So here we have a robot. It's at position zero, but we don't know for sure that it's at position zero. It could be further away. It could be all the way over at .6, but this is a lot less likely. It's not very probable. The more accurate our measurement, the steeper our curve will be.
We are now, at this point in time, it's almost impossible that it would be at .6, and it's much more likely that it would be a lot closer to .0. So a robot is an example of a low information state system. We could take thousands or hundreds of measurements of that robot as it's just sitting there
and average them together, but what if our world is changing? What if there's other things impacting our sensors? Or it's like, hey, our robot needs to move and do things. And so one of the things that we can do is use Bayes' rule. We can make a prediction, and with that prediction, use it to increase the accuracy of the estimate of where the robot is.
So previously we thought we were at position zero, plus or minus some error. Well, then we can predict what the world would look like if we were to drive forwards by 10 feet. If we did that, it would look something kind of like this.
We were at zero. Now we're at 10. But we want to be sure, so we take a measurement, and it says, oh, we're not at 10. It's showing that we're at five. So what do we do? Our measurement and our prediction disagree.
So probably a good guess might be somewhere right in between the two. We can take our measurement and our prediction and make a convolution, which is a really fancy way of saying the product of two functions. The result is actually more accurate than either of our guesses individually.
So even though our measurement was noisy, we don't actually know if we're at five, and our prediction was noisy, we're not actually at 10, the end result is more reliable. And this gives us a Kalman filter. A Kalman filter can be used any time you have a model of motion and some noisy data that you want to produce a more accurate prediction.
So how good is a Kalman filter, you might ask. This is an example of a homework assignment that was given to us. The green represents an actual robot's path where all of the little red dots are the noisy measurements. And it's so noisy that if you just take two subsequent points, two measurements, you can't tell which direction the robot is moving in
because the second point might actually be way behind the first point. So it's incredibly, incredibly noisy. And this is part of the class. You can actually go to Udacity and take the course for free, and this is the final thing that they do in the course.
If you end up going to Georgia Tech, there's a little bit more involved. But to make things even more interesting, not only do you have to figure out where the robot is, you have your own robot that moves slightly slower than the one you're trying to find, and you have to chase it.
So you have to predict where it will be a time or two into the future and then be there. And sorry for anybody who's colorblind. They picked the colors, not me. So what does this look like? Well, if we can apply a Kalman filter and we end up something kind of like this. Before, our red dots were virtually unusable.
As I mentioned, given two points, we can't even determine the direction. But with this correctly implemented, we can see our chaser robot getting closer and closer. So I like a little bit of audience participation.
Who here likes money? Okay. All right. I think some people didn't raise their hands. It's okay. Before we look at how a Kalman filter looks like, let's look at some cold hard cache. This is a 1913 Liberty Head Nickel. It was produced without the approval of the U.S. Mint, and as a result, they only made five of them.

--------------------

■ EXERCISE A: Reproduce everything in the records from their first line down to the line containing "positive clicks: (384, 530)", including both ends.
The records come from a separate source unrelated to the Kalman filter talk.

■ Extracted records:

--------------------

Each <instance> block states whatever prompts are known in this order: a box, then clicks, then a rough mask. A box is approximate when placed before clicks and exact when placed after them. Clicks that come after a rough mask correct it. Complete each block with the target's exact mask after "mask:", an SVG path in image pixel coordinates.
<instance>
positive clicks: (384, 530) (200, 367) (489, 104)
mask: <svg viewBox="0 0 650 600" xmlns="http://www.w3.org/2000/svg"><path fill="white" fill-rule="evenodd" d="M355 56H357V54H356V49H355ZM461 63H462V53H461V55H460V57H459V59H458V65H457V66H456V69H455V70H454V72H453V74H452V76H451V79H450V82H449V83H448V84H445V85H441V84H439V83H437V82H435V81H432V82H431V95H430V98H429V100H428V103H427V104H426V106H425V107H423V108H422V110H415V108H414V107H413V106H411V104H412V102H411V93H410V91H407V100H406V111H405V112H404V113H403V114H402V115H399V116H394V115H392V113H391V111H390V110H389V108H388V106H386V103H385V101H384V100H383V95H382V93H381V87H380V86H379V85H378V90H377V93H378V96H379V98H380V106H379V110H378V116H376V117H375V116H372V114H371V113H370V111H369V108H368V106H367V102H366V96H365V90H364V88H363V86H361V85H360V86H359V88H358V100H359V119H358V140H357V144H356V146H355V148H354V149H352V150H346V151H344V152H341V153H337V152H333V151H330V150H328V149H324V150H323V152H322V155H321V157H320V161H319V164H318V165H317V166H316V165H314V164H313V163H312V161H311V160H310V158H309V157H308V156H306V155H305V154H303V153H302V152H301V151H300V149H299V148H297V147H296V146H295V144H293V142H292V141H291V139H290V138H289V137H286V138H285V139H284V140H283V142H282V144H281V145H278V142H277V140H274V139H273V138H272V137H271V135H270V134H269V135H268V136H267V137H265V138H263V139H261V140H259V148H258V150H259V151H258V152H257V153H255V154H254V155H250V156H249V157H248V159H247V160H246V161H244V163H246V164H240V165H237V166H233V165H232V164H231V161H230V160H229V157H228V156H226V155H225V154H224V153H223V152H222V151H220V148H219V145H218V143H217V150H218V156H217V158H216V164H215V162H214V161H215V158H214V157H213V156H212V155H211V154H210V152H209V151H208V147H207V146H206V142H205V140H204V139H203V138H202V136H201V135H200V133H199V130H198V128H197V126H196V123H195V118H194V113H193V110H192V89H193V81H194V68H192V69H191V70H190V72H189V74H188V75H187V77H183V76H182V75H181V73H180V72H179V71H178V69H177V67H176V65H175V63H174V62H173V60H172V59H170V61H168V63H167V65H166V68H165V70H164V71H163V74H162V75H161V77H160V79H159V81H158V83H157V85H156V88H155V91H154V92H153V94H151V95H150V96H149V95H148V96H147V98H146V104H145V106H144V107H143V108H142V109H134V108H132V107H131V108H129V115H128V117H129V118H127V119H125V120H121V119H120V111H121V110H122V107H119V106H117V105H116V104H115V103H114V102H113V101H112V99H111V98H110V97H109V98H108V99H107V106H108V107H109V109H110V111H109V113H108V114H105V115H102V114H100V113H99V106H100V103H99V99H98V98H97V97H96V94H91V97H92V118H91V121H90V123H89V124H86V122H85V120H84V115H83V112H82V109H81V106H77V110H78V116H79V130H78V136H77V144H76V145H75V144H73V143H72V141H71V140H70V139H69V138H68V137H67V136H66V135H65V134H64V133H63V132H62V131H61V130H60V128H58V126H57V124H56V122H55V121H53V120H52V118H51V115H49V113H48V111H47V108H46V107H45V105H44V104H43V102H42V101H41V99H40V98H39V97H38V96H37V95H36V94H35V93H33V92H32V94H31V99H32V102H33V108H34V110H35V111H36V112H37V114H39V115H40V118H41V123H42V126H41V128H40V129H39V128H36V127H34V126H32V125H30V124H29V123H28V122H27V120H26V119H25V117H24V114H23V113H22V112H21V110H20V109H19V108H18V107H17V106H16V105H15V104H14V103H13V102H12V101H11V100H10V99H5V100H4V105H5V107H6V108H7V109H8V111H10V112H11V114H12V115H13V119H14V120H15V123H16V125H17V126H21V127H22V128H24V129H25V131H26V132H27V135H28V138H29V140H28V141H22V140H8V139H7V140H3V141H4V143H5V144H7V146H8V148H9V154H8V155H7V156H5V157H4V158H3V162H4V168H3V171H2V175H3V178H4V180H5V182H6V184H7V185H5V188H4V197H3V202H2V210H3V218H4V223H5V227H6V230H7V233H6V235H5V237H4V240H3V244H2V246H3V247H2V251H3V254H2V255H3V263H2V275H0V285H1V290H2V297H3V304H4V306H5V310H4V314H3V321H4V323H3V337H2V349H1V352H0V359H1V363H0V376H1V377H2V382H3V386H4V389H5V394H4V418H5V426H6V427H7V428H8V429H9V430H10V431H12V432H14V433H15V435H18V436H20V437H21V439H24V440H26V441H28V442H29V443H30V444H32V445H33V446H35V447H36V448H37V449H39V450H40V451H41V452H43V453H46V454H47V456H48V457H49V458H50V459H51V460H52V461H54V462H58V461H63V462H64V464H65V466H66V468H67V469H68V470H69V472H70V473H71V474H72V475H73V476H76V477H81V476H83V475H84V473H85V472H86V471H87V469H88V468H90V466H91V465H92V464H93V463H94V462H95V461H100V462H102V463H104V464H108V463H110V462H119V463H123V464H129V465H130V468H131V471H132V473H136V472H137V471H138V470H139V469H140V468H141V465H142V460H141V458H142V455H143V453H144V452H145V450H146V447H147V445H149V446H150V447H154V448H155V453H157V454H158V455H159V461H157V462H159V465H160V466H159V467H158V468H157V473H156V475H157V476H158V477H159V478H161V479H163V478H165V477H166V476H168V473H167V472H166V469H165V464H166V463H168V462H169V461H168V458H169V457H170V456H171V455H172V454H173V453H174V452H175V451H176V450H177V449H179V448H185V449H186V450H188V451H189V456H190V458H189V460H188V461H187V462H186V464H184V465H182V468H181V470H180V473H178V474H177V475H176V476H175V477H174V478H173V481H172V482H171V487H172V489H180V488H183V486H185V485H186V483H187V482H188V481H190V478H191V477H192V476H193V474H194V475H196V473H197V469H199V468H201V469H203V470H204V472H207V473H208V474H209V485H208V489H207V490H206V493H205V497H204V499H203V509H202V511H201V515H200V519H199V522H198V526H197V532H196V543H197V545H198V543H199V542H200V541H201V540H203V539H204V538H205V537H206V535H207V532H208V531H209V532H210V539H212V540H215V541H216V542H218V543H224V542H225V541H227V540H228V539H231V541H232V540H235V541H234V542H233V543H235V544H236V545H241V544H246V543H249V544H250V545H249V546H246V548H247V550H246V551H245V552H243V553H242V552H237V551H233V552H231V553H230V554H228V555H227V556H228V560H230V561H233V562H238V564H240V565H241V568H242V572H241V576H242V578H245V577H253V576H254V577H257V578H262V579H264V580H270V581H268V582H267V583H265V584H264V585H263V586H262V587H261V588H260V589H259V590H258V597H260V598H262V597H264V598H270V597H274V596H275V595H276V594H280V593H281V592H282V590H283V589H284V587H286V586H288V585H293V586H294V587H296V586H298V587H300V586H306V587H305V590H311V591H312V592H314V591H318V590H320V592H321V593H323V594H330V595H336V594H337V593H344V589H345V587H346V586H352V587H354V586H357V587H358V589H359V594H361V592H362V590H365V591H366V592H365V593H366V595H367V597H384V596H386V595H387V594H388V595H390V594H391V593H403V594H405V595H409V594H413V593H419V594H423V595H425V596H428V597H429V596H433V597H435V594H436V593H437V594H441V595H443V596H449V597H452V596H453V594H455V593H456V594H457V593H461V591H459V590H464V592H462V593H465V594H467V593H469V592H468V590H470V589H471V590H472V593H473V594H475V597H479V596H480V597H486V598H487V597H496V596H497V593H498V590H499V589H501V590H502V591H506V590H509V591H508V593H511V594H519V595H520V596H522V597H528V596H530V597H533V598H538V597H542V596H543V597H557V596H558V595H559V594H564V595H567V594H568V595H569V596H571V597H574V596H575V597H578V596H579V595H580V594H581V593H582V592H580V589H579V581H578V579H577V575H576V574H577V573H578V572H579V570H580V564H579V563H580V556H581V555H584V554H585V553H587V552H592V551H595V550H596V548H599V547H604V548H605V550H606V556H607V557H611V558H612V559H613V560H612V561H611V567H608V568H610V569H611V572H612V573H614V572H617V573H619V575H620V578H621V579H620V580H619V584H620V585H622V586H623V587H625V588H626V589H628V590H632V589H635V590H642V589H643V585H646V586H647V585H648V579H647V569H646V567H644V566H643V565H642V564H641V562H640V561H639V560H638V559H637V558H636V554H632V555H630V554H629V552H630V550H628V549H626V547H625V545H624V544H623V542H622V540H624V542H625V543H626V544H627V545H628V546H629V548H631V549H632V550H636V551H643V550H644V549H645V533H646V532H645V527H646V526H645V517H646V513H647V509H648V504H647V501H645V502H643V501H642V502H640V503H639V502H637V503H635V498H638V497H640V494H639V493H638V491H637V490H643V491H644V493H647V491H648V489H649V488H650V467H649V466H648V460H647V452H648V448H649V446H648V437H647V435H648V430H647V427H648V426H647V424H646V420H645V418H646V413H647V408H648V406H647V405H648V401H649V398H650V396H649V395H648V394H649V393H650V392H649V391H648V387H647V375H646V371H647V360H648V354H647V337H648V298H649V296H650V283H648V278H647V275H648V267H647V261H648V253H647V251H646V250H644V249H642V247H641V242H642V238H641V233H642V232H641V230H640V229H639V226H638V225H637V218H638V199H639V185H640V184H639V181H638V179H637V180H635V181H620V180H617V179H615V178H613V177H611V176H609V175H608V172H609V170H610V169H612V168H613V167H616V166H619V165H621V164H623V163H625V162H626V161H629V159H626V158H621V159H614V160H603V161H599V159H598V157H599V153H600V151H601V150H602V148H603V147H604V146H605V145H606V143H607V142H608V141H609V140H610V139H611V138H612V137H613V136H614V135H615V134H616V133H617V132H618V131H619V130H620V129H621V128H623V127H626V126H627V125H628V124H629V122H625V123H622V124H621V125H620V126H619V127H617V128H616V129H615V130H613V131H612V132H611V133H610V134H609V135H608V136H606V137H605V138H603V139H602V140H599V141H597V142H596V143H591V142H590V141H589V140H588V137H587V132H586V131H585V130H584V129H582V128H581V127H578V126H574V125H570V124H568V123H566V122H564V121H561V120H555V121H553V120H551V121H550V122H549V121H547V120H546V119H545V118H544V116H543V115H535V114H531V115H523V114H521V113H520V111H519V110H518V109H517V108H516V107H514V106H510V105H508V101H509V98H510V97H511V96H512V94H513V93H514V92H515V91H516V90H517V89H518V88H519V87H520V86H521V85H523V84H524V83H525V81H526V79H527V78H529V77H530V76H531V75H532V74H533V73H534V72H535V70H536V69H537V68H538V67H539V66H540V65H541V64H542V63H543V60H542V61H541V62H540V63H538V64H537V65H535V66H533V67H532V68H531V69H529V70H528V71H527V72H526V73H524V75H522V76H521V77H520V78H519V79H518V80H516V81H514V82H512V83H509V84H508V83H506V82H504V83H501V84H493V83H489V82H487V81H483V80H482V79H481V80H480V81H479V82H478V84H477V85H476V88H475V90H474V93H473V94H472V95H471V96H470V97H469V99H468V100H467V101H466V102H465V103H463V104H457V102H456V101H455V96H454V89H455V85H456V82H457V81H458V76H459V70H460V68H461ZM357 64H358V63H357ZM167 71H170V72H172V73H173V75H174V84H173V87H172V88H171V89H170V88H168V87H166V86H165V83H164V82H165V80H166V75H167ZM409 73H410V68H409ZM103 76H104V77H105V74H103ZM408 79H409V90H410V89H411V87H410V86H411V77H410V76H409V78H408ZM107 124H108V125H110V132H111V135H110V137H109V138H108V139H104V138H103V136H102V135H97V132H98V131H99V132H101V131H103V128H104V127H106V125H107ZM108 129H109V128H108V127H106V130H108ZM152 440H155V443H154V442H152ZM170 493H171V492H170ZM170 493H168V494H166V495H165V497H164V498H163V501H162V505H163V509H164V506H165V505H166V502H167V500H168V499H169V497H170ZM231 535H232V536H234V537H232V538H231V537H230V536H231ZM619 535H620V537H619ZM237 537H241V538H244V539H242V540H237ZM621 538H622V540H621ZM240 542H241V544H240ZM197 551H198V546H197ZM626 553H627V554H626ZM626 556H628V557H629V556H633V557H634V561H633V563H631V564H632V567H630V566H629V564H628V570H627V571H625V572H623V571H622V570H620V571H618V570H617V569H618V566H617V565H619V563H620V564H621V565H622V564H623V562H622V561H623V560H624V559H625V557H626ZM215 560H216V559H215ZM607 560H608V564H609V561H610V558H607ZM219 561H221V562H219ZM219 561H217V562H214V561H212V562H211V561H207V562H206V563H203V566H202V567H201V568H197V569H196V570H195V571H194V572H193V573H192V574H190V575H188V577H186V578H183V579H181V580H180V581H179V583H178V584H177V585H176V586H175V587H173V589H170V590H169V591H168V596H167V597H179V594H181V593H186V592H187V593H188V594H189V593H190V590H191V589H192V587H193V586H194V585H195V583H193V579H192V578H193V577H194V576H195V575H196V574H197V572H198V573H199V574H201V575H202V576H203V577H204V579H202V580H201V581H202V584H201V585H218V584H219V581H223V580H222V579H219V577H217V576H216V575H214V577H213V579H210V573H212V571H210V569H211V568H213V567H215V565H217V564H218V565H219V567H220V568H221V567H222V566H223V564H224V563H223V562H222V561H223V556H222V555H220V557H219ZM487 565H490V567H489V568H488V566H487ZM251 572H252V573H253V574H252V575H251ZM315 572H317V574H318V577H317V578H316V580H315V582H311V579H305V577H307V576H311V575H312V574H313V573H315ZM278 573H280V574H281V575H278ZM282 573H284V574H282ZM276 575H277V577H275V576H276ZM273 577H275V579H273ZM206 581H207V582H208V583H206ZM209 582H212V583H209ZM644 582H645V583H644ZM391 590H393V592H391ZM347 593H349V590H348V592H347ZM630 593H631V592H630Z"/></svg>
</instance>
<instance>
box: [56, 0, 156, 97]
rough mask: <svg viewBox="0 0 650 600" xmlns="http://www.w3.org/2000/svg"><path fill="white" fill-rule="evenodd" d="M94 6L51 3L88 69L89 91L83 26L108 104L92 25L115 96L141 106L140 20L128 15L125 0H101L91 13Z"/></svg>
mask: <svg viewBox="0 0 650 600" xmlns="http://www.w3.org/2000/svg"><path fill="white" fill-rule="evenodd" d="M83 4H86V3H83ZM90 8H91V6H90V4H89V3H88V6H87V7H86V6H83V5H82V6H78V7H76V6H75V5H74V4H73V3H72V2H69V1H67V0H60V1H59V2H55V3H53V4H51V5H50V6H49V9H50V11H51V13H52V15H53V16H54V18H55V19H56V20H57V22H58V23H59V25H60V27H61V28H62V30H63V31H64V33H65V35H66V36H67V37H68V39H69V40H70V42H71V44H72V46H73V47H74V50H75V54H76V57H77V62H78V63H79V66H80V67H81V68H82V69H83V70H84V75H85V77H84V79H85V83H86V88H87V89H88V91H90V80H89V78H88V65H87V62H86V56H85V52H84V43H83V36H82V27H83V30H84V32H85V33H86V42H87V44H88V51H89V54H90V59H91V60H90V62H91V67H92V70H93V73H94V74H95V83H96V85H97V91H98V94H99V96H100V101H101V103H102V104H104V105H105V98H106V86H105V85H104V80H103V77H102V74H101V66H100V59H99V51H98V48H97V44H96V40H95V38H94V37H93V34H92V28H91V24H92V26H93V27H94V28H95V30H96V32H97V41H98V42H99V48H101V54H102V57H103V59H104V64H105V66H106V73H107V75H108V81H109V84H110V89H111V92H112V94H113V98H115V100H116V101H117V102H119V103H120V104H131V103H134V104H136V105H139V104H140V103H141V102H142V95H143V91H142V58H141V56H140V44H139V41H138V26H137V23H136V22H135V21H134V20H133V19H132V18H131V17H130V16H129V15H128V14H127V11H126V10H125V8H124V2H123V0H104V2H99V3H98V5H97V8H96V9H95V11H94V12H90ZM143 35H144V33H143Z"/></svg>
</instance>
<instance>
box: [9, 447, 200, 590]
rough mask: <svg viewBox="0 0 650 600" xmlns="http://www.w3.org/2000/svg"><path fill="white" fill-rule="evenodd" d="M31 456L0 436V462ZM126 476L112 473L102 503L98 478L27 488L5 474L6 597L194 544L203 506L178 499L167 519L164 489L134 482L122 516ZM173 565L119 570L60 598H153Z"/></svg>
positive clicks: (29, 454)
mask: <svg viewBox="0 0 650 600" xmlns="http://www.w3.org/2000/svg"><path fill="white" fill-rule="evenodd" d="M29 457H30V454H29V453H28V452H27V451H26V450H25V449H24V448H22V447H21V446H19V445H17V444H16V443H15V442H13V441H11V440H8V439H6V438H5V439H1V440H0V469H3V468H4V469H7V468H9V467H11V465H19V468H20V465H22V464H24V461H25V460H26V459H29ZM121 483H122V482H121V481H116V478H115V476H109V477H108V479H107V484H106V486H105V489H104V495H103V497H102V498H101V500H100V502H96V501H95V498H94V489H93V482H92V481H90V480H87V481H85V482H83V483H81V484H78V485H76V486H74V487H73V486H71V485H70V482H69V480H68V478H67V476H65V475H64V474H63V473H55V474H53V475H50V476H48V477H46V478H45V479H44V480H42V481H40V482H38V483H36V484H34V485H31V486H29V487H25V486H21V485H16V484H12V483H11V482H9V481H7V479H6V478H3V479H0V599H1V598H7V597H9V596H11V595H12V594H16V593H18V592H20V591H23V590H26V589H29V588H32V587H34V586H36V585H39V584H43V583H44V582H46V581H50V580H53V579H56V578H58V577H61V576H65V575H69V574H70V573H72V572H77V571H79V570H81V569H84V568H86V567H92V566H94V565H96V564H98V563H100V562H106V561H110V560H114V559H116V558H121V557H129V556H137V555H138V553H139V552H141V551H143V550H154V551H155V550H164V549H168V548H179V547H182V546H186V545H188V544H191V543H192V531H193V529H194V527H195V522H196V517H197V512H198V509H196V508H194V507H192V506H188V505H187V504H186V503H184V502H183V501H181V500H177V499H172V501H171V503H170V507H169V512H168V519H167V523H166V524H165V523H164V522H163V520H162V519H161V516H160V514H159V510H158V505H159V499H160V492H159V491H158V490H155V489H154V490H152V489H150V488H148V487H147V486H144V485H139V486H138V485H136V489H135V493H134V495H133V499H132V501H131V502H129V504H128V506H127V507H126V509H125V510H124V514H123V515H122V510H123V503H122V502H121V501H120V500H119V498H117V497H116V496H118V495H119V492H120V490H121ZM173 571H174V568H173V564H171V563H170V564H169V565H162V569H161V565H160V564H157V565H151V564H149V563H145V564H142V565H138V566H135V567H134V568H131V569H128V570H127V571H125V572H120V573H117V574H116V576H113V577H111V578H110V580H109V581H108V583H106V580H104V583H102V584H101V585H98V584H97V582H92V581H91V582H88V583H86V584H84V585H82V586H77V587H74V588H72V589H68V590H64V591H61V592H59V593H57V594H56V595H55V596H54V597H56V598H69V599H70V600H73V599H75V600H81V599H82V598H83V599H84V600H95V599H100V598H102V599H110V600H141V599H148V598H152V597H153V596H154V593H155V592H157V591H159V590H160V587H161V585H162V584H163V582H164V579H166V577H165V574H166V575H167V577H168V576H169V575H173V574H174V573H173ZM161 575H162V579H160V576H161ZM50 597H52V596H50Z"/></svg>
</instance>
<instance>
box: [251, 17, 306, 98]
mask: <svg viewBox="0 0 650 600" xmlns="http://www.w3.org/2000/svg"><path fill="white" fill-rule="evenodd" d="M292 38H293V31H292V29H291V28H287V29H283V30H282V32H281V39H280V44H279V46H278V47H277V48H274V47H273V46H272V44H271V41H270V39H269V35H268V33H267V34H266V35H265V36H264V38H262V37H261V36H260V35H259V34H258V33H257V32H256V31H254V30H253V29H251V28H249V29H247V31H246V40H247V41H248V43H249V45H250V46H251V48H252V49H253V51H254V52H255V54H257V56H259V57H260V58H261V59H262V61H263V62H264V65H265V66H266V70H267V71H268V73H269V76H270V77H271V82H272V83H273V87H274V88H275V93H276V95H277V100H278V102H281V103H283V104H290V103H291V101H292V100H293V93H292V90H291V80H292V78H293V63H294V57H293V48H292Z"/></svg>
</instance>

--------------------

■ EXERCISE B: According to the Kalman filter talk, how many 1913 Liberty Head Nickels were made?

■ WRITTEN RESPONSE A:
Each <instance> block states whatever prompts are known in this order: a box, then clicks, then a rough mask. A box is approximate when placed before clicks and exact when placed after them. Clicks that come after a rough mask correct it. Complete each block with the target's exact mask after "mask:", an SVG path in image pixel coordinates.
<instance>
positive clicks: (384, 530) (200, 367) (489, 104)

■ WRITTEN RESPONSE B: Five.